US Supreme Court Justice Antonin Scalia used to appeal to the concept of intentionalism as the foundation of his legal opinions on the meaning of the Constitution. That is, one must go back to discern the intentions of the framers when they wrote the Constitution.

Already there are problems with this view. Does this mean we are to read their minds? If not, what? Also, who are the framers? Does the document submitted by the Constitutional Convention for approval by the colonies embody the framers' collective intent, or rather the sum of their original intentions? Do the intentions of anyone else matter? What about those in each colony who voted to approve or not to approve the Constitution? Do the intentions of those who approved count, but not those who disagreed?

Before the Constitution was adopted, there was a fierce debate between the Federalists, who supported adoption of the Constitution, and the anti-Federalists, who were against it. Are the anti-Federalists to be consigned to the dust bin of history? I would say that many of the anti-Federalists would have agreed with the basic political philosophy that Justice Scalia embraces. And, moreover, I presume that Scalia, if he were candid, would agree with them, if only because he abandoned his original philosophy of intentionalism in favor of textualism.

Textualism attempts to discern the actual meaning of the words in the Constitution. This requires close reading of the text. Interestingly, a movement in literary theory in the 1950s and 1960s, called the New Criticism, also claimed to derive meaning from the intensive study of text. In it, one focuses intently on relatively short passages and attempts to relate the insights which emerge to other aspects of the literary work: character, images, theme, allusions, metaphors, plot and so forth. As can be seen, the purpose here is to open up the text. The hope is to arrive at a better understanding of the work as a whole. Scalia's interest in the text, on the other hand, instead of focusing outward to the whole, looks inward to the specific. In short, it ends where the New Criticism begins. Where then does it start? That is the question. What is the origin of Justice Scalia's thinking? The only answer to this question, I believe, is that it begins within Scalia himself and unfolds in his life history.* It is clear, to me at least, that Scalia's public statements about the Constitution, on and off the official record, are a trail of sophistry.

*Extracted material:*
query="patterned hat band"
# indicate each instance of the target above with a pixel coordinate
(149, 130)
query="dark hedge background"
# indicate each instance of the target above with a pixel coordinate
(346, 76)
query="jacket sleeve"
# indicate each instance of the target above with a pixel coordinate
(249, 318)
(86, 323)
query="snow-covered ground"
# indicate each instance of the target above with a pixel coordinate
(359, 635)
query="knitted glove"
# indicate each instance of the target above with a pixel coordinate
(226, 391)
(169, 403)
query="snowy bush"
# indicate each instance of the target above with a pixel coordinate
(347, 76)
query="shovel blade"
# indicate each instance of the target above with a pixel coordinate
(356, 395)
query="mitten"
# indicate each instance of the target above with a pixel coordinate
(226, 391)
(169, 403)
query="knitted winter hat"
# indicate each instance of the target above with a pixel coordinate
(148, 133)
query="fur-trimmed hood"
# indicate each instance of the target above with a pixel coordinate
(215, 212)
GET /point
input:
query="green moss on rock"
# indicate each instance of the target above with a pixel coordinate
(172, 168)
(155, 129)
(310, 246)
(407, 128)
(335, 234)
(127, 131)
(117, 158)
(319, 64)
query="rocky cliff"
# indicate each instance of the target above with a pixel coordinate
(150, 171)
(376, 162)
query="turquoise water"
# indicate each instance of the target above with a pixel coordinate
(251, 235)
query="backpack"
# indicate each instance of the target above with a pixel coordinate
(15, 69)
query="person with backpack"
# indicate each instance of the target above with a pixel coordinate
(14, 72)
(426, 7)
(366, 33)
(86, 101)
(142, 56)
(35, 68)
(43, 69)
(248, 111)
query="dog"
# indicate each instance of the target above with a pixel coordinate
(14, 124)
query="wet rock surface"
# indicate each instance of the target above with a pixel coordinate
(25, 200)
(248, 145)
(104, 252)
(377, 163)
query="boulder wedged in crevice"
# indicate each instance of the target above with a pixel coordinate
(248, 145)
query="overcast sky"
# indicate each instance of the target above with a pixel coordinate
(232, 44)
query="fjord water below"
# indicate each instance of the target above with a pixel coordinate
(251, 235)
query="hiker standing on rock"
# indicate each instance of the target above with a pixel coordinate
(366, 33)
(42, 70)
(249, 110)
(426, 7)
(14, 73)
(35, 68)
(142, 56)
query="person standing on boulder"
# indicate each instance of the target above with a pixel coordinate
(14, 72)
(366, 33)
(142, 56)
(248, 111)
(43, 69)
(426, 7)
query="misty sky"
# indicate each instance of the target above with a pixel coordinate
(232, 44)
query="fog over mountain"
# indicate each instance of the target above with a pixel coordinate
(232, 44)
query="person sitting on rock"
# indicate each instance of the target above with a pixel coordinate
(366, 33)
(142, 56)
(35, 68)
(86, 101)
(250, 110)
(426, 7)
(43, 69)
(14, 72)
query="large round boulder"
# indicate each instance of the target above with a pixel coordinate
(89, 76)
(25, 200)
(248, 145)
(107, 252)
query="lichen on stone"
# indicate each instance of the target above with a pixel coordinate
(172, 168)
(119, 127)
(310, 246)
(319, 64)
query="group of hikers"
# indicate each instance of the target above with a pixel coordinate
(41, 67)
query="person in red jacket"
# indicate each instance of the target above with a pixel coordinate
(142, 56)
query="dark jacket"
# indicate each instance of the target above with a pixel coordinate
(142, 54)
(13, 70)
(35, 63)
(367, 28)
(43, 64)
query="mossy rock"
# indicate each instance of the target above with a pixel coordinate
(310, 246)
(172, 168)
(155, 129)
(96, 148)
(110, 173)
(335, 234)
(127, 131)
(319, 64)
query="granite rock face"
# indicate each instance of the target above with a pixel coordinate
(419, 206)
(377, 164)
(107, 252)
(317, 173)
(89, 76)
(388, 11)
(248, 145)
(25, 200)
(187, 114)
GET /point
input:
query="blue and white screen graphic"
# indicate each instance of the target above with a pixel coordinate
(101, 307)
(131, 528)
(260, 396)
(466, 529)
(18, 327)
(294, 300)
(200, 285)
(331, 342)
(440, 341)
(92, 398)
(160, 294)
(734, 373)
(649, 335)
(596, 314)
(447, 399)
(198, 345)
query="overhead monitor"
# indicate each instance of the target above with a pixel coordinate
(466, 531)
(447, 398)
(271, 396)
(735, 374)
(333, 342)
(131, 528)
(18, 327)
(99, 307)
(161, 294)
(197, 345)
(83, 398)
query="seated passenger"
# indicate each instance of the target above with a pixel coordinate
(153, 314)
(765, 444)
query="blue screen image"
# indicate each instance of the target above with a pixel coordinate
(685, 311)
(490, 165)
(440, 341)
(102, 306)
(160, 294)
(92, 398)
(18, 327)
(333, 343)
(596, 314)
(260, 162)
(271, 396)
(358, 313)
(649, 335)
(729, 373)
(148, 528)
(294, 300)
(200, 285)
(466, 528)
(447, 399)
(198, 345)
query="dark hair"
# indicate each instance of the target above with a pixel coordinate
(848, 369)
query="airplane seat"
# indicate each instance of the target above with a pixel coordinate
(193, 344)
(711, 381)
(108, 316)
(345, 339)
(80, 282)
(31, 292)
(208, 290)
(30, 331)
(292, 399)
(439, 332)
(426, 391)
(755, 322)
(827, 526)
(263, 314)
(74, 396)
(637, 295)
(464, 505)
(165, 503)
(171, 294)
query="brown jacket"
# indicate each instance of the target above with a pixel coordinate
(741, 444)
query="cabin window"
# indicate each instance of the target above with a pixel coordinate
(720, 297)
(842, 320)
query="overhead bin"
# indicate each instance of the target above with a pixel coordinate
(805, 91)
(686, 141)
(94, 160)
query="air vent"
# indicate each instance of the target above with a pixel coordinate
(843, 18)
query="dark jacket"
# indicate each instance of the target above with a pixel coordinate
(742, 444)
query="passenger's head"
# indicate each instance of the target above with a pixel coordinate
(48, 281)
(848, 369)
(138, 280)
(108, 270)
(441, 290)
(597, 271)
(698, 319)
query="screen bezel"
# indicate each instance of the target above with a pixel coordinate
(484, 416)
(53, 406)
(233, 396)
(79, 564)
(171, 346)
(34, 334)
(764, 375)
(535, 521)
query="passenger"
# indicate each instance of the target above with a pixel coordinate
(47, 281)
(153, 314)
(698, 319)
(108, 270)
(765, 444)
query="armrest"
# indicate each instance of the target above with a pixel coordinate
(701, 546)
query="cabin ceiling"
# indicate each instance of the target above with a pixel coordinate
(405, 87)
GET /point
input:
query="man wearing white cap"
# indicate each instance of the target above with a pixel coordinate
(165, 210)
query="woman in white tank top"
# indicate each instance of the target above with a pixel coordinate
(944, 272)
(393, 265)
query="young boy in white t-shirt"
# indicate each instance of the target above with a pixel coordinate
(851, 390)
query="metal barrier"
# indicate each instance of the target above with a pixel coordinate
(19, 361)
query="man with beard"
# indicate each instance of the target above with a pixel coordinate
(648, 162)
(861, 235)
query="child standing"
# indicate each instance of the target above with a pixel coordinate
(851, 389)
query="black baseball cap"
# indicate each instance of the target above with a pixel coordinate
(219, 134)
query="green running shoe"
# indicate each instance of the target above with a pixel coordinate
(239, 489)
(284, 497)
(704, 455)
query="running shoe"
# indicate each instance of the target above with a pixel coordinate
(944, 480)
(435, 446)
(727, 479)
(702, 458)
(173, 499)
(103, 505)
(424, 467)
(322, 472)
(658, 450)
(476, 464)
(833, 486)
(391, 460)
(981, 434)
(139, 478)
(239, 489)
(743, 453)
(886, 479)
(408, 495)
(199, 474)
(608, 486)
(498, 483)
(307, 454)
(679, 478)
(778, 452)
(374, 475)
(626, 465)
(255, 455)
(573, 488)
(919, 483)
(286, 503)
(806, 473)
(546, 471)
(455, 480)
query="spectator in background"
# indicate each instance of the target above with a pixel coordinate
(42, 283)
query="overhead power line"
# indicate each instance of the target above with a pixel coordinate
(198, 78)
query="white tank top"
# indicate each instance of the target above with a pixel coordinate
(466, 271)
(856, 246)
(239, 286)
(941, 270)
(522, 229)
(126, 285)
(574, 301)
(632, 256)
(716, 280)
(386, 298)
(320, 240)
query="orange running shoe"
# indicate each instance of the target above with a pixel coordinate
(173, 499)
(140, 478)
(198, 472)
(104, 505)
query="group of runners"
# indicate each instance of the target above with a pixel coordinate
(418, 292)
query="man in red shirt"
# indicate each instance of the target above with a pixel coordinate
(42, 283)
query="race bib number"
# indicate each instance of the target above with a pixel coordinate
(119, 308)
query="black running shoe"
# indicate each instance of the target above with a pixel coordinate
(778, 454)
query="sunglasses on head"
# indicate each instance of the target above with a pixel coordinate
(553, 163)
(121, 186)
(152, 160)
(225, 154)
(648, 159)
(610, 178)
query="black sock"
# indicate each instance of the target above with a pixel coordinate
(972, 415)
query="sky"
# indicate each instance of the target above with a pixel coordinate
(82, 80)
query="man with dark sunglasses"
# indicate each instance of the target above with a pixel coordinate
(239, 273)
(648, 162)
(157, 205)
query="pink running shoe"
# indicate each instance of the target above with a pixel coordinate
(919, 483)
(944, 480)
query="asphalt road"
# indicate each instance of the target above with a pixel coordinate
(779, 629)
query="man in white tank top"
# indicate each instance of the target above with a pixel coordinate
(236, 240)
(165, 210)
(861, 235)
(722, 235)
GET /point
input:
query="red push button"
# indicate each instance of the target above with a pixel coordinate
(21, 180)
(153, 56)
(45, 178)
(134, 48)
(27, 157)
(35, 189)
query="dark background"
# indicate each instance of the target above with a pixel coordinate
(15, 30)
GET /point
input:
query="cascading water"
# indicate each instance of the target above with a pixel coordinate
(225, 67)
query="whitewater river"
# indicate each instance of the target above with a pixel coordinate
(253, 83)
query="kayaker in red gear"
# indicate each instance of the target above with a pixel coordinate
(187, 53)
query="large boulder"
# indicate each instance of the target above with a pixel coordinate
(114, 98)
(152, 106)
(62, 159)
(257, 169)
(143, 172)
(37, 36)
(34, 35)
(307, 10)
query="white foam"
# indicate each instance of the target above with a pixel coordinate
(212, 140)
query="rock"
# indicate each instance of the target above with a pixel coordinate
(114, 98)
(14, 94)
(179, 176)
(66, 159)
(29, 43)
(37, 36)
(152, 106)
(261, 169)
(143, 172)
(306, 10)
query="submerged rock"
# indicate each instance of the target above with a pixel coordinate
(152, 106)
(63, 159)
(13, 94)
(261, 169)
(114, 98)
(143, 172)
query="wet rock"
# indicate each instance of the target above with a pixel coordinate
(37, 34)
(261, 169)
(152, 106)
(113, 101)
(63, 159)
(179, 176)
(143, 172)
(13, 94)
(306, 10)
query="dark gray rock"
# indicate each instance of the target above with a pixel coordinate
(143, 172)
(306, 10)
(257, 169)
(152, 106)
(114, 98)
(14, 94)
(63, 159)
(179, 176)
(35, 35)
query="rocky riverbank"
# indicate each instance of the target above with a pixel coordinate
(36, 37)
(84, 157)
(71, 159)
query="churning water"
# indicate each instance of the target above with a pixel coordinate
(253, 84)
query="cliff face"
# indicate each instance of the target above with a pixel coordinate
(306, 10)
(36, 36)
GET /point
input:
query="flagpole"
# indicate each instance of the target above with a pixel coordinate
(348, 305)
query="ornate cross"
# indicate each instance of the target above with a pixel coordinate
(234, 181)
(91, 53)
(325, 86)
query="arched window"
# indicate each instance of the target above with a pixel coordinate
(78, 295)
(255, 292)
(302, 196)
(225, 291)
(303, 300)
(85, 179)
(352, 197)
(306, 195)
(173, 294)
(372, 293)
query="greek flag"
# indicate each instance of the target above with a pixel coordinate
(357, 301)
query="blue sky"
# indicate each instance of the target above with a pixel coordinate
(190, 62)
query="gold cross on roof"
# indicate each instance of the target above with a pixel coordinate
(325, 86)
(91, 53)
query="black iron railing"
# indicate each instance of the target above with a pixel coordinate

*Tasks to carry out:*
[A] Please repeat the part of the essay on Justice Scalia between "Already there are" and "those who disagreed?", inclusive.
[B] In the essay on Justice Scalia, what is the name of the 1950s and 1960s literary movement that also claimed to derive meaning from intensive study of text?
[C] List the aspects of a literary work that, according to the essay on Justice Scalia, the New Criticism relates its insights to.

*Answers for this exercise:*
[A]
Already there are problems with this view. Does this mean we are to read their minds? If not, what? Also, who are the framers? Does the document submitted by the Constitutional Convention for approval by the colonies embody the framers' collective intent, or rather the sum of their original intentions? Do the intentions of anyone else matter? What about those in each colony who voted to approve or not to approve the Constitution? Do the intentions of those who approved count, but not those who disagreed?

[B] The New Criticism.

[C]
- character
- images
- theme
- allusions
- metaphors
- plot